-- THE RECORDS follows --

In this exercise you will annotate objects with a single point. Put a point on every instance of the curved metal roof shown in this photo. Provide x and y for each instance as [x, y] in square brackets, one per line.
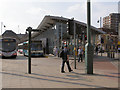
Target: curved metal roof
[50, 21]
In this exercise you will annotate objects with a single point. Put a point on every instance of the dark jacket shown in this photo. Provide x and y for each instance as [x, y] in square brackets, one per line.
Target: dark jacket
[65, 53]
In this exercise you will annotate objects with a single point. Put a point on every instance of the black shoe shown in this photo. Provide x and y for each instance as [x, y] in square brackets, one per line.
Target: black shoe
[62, 71]
[70, 70]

-- THE RECORDS concluded --

* **WORK REQUIRED**
Lines with "Provide": return each one from the data above.

* **RESULT BELOW**
In this exercise you will annotate objects with a single point. Put a point on every instance of the curved metal roof shown in this photo. Provide x and y for each instance as [x, y] in square brackets, one per line.
In this exercise you will annotate objects with a single point. Put a point on every instance of the dark jacket shown in this photo. Provide x and y for each instance as [x, y] in square brackets, one per line.
In this exercise you will annotate objects with a single point. Put a point on every instance of the black shoe shown in this photo. Provide x and y for each instance as [x, y] in square brackets, one per line.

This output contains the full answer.